Task details — Exactly the lines from the beginning of the records below through the line with "Agent step — locate the bed leg" must be given again, without pictures.

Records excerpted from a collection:

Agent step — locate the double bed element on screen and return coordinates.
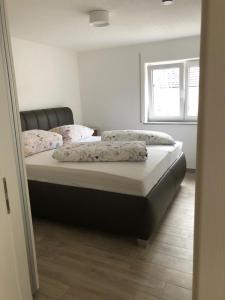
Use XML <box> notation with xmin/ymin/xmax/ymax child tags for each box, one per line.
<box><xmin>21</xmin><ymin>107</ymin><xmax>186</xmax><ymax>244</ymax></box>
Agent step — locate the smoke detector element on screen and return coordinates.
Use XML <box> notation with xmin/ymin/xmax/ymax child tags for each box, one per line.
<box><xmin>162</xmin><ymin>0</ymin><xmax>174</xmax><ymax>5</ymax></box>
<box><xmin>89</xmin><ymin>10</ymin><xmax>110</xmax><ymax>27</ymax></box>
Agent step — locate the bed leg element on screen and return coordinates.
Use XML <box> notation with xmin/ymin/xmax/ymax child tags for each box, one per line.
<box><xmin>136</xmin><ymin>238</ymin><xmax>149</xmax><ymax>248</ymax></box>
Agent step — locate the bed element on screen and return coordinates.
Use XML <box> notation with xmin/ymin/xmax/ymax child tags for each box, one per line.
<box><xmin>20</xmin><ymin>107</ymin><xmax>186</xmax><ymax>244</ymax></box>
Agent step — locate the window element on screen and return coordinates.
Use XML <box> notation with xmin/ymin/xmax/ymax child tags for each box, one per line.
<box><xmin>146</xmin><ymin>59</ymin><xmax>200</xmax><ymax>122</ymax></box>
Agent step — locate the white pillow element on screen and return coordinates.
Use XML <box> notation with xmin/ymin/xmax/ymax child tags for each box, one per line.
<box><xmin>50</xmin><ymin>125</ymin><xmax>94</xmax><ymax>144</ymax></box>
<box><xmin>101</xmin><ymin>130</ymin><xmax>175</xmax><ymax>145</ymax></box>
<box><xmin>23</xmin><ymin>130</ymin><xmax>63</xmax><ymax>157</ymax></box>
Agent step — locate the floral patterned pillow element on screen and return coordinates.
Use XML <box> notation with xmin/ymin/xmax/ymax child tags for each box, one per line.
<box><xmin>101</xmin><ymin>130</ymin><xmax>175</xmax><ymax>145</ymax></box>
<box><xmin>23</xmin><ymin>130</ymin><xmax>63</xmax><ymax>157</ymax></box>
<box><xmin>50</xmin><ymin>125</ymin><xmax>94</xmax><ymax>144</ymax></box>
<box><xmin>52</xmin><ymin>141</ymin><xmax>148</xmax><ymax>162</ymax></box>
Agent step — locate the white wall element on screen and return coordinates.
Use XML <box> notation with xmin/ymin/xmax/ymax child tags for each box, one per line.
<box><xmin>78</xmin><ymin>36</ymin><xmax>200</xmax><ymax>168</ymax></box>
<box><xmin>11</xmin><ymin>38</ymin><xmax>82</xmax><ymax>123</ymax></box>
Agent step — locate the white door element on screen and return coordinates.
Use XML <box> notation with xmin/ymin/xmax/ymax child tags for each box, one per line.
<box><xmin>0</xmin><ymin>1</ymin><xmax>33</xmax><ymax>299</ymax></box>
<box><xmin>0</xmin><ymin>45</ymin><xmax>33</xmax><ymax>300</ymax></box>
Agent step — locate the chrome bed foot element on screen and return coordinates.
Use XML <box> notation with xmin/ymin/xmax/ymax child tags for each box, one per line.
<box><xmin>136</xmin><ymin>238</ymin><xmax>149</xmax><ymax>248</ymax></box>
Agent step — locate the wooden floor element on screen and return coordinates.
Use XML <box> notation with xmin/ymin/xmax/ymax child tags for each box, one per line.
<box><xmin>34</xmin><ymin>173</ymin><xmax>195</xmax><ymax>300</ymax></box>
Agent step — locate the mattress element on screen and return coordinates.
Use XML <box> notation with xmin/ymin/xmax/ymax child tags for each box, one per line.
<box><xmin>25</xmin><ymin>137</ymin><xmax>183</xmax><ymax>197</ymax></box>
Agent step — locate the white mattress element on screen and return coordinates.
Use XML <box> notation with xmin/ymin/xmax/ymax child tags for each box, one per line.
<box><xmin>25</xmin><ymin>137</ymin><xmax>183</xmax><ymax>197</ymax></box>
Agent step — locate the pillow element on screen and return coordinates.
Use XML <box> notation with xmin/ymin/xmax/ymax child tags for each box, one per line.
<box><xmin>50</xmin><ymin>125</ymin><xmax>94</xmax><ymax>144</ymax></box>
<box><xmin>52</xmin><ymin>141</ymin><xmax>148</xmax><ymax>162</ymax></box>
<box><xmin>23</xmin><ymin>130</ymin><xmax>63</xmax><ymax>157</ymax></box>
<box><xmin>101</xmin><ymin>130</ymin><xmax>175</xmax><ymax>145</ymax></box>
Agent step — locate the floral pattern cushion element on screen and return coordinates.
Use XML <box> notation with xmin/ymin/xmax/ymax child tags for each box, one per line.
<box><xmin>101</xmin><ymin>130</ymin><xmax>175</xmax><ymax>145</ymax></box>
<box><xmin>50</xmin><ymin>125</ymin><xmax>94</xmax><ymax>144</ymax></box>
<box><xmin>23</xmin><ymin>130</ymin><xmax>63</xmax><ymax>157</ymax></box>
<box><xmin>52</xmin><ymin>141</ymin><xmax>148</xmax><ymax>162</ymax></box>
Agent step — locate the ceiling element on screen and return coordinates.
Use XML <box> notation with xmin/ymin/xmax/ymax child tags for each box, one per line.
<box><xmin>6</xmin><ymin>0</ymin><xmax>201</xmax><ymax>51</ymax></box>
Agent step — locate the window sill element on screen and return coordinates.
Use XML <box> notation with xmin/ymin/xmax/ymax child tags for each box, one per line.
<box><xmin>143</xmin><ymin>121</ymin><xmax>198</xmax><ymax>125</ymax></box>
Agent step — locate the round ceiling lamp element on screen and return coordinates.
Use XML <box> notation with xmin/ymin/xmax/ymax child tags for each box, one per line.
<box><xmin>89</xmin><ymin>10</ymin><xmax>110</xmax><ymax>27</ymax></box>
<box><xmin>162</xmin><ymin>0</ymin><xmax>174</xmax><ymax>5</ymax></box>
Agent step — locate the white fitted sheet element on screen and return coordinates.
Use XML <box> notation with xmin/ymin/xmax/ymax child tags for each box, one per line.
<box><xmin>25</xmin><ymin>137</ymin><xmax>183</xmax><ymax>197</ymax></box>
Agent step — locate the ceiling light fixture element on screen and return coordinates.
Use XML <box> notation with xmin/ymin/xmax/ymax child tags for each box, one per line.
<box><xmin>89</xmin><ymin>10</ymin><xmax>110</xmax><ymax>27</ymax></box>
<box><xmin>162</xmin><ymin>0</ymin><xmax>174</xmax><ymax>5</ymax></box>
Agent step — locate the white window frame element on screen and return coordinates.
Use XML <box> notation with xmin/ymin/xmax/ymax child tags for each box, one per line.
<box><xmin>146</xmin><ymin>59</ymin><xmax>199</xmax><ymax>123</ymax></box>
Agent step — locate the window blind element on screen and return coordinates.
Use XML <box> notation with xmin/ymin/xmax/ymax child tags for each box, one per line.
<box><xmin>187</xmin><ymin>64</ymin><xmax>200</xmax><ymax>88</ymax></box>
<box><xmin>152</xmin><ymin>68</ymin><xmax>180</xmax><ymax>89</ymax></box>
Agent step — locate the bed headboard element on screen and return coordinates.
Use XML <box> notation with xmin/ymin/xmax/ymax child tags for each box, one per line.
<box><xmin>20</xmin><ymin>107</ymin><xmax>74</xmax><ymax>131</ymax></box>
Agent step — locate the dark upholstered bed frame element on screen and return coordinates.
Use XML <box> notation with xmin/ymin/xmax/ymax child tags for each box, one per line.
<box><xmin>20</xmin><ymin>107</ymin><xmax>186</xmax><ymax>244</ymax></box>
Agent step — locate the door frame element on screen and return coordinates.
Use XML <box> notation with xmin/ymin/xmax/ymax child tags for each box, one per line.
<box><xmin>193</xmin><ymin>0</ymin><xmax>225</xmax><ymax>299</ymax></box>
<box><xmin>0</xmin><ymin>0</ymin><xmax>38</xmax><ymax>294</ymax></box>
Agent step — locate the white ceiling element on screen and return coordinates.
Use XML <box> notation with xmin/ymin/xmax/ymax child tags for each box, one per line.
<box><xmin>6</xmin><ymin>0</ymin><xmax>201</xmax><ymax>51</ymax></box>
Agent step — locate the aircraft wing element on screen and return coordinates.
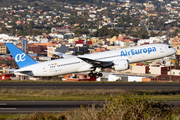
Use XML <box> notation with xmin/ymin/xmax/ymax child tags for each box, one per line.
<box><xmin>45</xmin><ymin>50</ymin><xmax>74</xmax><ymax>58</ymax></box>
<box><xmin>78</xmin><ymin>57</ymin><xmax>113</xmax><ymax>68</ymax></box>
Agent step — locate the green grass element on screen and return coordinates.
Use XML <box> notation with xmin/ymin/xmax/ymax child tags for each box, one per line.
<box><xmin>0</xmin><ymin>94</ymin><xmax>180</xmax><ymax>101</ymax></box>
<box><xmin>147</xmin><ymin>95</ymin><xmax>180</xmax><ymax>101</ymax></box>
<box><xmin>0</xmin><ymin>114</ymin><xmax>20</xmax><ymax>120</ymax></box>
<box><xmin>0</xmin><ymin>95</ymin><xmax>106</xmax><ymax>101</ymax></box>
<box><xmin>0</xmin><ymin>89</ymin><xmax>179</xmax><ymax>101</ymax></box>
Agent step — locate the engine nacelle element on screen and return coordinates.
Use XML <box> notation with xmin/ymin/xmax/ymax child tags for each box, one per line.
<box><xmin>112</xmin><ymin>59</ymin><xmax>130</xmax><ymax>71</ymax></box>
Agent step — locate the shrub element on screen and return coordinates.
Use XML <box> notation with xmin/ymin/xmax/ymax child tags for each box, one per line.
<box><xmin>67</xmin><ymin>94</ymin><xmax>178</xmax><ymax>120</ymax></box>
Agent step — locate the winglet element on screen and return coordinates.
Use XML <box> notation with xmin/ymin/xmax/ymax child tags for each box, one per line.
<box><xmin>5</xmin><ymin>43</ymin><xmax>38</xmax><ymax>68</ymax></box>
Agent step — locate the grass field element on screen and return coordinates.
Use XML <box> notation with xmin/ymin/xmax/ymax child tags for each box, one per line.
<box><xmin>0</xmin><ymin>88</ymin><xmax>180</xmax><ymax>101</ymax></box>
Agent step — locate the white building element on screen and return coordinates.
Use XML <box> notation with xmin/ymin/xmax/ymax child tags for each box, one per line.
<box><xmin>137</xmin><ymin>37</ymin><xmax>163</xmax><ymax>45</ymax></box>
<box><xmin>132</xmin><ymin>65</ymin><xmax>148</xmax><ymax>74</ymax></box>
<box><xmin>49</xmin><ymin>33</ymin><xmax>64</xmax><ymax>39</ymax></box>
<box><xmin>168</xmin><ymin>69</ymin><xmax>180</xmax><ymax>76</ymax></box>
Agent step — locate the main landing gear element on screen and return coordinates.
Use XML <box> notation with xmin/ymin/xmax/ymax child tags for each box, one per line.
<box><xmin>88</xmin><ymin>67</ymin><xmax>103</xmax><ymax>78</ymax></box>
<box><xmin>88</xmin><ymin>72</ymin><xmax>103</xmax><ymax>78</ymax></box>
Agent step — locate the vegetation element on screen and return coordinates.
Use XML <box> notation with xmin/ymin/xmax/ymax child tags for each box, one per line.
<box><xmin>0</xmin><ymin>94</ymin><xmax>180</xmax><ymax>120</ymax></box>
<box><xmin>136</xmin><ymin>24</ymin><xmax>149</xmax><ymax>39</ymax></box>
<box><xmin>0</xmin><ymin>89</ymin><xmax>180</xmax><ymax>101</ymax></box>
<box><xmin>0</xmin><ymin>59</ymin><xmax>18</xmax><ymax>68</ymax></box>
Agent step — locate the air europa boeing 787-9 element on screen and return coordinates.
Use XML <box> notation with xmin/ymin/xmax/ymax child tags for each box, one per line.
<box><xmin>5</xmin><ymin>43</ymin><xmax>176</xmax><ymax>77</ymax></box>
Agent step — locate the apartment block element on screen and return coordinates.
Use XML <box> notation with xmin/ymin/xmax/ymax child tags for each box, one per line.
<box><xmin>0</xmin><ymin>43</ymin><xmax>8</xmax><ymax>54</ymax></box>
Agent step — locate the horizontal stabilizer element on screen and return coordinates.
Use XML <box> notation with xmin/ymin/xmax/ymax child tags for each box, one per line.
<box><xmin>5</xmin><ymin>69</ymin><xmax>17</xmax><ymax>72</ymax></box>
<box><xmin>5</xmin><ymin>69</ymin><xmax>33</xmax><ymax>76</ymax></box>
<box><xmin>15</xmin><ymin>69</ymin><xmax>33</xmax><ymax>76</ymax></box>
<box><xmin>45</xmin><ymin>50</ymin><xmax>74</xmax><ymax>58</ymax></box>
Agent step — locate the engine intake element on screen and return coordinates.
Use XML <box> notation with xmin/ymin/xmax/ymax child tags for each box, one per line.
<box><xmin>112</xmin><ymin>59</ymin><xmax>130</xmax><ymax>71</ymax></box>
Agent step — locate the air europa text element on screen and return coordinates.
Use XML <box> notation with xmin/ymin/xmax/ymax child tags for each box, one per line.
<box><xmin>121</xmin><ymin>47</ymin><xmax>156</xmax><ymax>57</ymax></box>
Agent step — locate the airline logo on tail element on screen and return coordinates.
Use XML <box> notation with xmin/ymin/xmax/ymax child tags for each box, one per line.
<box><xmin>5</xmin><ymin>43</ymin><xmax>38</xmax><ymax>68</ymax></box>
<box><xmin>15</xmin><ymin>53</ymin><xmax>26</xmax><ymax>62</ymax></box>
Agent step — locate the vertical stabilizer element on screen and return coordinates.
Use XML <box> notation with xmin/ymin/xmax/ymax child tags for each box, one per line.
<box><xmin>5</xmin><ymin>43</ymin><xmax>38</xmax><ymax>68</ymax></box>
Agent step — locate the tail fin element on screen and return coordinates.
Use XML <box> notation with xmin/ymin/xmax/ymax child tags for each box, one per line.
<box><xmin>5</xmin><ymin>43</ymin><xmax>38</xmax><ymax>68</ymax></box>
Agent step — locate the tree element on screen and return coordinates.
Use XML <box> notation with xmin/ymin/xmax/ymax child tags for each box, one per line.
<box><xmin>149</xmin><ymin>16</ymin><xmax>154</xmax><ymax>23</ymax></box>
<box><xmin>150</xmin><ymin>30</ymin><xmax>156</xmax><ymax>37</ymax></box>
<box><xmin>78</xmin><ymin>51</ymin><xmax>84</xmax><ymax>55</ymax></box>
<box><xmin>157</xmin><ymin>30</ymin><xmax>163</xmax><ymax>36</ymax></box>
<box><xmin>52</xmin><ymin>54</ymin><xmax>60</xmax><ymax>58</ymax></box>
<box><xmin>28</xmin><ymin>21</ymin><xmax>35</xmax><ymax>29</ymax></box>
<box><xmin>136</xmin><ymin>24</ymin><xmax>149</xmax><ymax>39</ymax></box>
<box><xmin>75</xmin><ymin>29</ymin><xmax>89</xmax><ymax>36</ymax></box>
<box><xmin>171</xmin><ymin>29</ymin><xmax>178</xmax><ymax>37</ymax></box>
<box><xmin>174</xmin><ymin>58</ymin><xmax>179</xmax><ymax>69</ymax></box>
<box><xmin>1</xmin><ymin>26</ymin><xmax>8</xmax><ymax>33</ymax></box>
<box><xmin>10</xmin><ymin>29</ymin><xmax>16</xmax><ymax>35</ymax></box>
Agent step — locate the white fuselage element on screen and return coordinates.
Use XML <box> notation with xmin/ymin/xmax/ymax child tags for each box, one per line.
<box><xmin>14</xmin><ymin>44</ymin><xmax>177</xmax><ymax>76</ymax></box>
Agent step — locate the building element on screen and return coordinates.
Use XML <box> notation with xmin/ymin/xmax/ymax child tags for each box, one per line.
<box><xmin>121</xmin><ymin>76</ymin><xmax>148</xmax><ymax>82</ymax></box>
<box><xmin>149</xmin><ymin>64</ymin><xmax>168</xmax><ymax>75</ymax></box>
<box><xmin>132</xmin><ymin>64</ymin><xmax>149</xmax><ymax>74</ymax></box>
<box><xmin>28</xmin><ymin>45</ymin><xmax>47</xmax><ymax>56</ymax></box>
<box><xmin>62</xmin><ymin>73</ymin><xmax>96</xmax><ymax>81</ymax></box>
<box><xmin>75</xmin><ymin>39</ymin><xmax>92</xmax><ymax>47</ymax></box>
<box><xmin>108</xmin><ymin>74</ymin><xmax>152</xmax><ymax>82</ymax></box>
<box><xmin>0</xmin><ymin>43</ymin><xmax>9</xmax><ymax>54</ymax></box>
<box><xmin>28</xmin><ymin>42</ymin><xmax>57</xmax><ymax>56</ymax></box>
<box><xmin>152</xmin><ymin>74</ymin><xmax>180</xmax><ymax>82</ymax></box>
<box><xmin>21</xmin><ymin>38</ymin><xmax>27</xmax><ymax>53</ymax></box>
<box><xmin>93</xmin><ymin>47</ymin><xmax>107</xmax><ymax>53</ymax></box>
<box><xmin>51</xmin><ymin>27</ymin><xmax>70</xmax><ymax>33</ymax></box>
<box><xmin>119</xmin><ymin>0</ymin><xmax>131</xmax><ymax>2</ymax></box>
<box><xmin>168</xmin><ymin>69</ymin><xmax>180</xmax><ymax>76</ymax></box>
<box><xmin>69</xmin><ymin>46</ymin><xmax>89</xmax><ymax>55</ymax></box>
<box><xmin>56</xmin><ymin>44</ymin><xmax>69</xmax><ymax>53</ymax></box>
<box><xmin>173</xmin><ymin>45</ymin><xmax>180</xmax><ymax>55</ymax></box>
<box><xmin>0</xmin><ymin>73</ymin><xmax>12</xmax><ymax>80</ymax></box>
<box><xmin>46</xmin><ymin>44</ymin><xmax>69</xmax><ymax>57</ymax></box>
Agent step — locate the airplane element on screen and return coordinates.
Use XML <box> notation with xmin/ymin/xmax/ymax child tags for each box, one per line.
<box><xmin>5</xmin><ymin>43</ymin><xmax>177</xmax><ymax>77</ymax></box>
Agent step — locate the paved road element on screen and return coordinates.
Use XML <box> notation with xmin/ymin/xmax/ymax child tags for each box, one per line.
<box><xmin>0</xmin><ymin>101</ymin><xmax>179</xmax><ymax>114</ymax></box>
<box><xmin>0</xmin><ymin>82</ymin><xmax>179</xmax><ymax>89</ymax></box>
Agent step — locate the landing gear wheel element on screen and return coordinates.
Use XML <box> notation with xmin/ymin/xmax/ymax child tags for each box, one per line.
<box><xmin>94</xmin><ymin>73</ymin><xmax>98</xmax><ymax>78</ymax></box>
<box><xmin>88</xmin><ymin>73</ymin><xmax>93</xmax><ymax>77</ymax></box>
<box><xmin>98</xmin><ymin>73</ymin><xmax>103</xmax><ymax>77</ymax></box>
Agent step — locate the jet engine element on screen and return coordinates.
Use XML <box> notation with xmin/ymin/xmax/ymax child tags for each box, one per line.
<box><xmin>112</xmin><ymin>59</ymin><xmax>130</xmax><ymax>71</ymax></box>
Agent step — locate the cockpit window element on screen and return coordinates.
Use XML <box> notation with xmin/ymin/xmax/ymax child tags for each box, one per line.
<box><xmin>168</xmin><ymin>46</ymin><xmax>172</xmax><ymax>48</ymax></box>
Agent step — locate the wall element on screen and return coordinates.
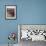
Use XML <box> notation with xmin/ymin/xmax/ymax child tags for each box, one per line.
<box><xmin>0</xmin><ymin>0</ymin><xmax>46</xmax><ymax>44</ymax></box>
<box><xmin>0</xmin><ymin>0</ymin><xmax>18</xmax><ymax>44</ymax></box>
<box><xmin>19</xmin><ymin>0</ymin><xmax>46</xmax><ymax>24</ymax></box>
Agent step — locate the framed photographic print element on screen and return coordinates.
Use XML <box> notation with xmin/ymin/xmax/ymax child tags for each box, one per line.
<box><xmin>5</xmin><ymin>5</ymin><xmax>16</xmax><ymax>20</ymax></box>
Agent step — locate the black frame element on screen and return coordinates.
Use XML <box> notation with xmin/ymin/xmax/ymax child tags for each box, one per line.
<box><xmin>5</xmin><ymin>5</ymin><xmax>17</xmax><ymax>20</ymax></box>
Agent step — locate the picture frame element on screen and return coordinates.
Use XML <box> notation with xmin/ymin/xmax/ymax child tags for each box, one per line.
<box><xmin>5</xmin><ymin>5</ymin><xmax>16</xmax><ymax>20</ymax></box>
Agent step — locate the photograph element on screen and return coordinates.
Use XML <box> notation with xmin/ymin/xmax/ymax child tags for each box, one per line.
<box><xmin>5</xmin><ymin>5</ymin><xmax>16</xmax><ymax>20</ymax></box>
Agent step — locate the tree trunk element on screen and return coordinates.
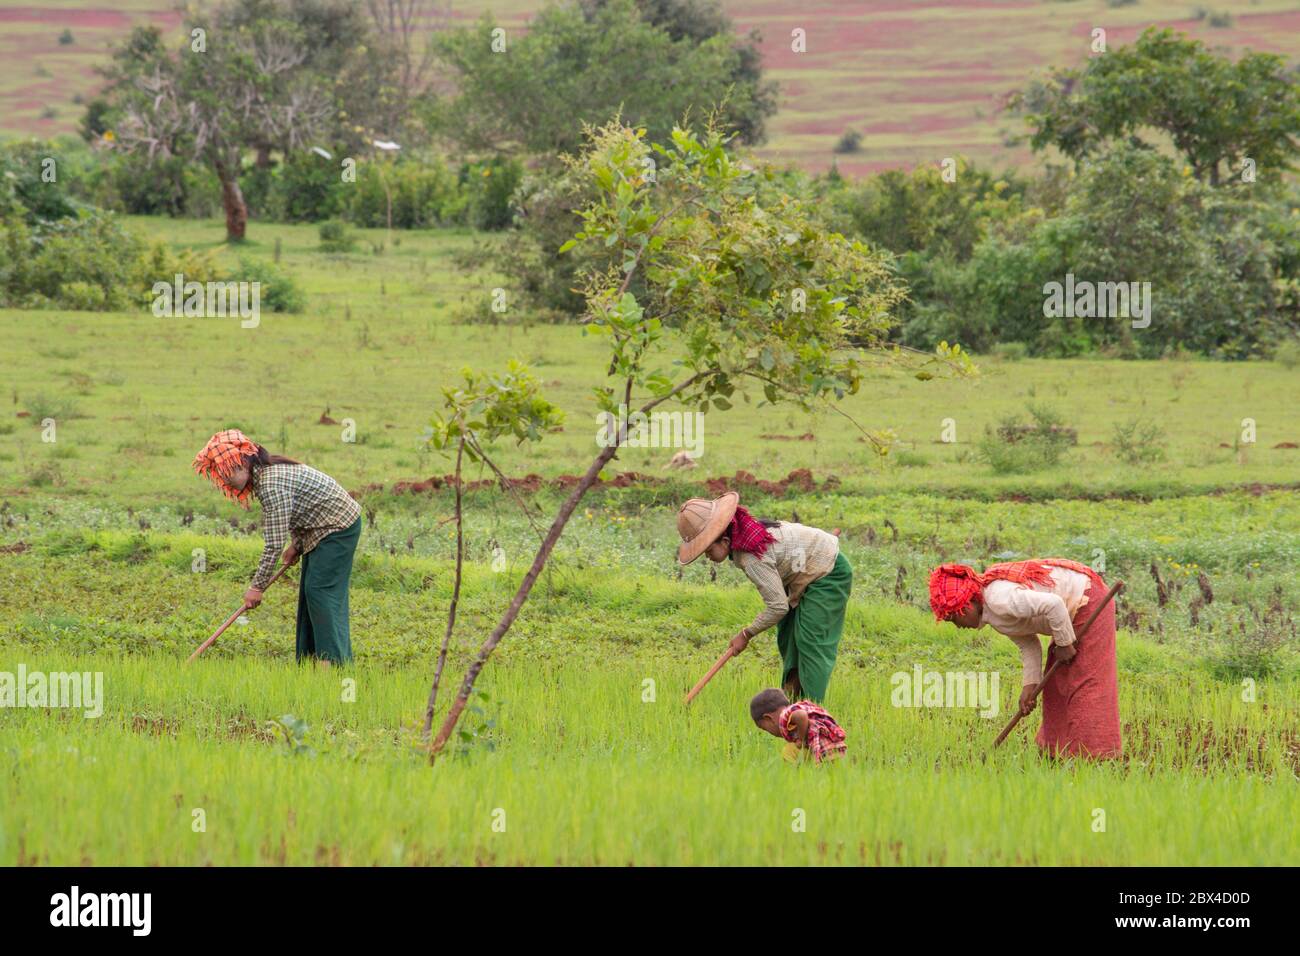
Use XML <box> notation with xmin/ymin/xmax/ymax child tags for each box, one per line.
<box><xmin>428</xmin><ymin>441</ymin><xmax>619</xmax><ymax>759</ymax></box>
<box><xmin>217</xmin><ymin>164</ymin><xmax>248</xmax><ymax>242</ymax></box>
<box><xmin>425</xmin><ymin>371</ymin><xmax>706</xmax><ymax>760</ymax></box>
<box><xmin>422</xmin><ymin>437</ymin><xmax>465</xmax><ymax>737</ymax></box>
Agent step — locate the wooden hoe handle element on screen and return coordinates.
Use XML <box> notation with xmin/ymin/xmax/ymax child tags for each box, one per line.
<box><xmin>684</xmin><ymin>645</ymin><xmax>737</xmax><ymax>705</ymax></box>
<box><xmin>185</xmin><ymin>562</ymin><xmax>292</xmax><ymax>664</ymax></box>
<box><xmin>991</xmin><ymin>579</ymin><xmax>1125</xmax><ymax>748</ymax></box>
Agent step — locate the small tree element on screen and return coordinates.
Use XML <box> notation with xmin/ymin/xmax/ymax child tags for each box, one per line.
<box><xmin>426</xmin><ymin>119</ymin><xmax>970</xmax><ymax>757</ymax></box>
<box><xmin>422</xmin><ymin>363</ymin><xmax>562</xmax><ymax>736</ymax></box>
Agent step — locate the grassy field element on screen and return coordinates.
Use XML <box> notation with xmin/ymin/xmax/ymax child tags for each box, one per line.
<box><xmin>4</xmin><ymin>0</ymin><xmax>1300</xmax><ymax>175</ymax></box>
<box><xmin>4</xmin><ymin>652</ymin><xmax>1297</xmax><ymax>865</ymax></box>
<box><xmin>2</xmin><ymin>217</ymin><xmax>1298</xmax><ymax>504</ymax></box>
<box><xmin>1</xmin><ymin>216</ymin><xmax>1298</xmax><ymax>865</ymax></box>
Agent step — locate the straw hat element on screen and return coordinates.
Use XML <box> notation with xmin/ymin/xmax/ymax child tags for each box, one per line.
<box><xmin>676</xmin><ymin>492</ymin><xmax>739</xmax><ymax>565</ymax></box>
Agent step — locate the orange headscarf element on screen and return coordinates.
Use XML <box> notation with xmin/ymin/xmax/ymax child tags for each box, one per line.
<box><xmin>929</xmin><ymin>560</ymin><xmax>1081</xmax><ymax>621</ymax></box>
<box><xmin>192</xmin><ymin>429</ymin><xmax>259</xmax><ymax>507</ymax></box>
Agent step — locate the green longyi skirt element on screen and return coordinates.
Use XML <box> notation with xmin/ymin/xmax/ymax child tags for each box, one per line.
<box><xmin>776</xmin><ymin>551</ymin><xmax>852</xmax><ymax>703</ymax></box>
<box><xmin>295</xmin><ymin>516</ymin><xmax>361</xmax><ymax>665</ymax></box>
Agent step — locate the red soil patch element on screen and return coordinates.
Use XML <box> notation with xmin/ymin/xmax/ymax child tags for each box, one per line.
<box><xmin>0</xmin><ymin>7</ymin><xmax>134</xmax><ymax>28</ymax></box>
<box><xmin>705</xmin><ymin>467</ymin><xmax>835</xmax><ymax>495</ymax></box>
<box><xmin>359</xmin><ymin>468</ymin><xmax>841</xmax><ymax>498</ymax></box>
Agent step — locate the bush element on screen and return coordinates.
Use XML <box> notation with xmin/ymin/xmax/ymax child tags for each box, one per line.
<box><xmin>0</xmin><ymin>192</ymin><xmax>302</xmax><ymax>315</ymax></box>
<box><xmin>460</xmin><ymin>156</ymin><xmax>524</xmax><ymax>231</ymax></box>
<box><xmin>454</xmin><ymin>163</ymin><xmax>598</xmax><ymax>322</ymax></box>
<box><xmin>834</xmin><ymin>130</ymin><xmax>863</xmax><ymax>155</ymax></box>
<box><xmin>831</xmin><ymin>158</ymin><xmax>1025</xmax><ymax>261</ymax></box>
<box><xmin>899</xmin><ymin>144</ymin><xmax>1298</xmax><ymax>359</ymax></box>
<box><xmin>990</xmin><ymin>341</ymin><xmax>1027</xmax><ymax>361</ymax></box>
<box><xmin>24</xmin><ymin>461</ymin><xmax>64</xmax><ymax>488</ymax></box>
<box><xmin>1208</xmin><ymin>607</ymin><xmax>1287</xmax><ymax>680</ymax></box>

Result of this task —
Agent step — locate the double bed element on screen and return coordinates.
Use XML <box> notation with xmin/ymin/xmax/ymax child tags for each box, one per line.
<box><xmin>21</xmin><ymin>107</ymin><xmax>186</xmax><ymax>244</ymax></box>
Agent step — locate the smoke detector element on screen and return coordinates.
Use XML <box> notation with xmin/ymin/xmax/ymax child tags for each box, one per line.
<box><xmin>162</xmin><ymin>0</ymin><xmax>174</xmax><ymax>5</ymax></box>
<box><xmin>89</xmin><ymin>10</ymin><xmax>110</xmax><ymax>27</ymax></box>
Agent step — locate the bed leg element on screen and return coordinates.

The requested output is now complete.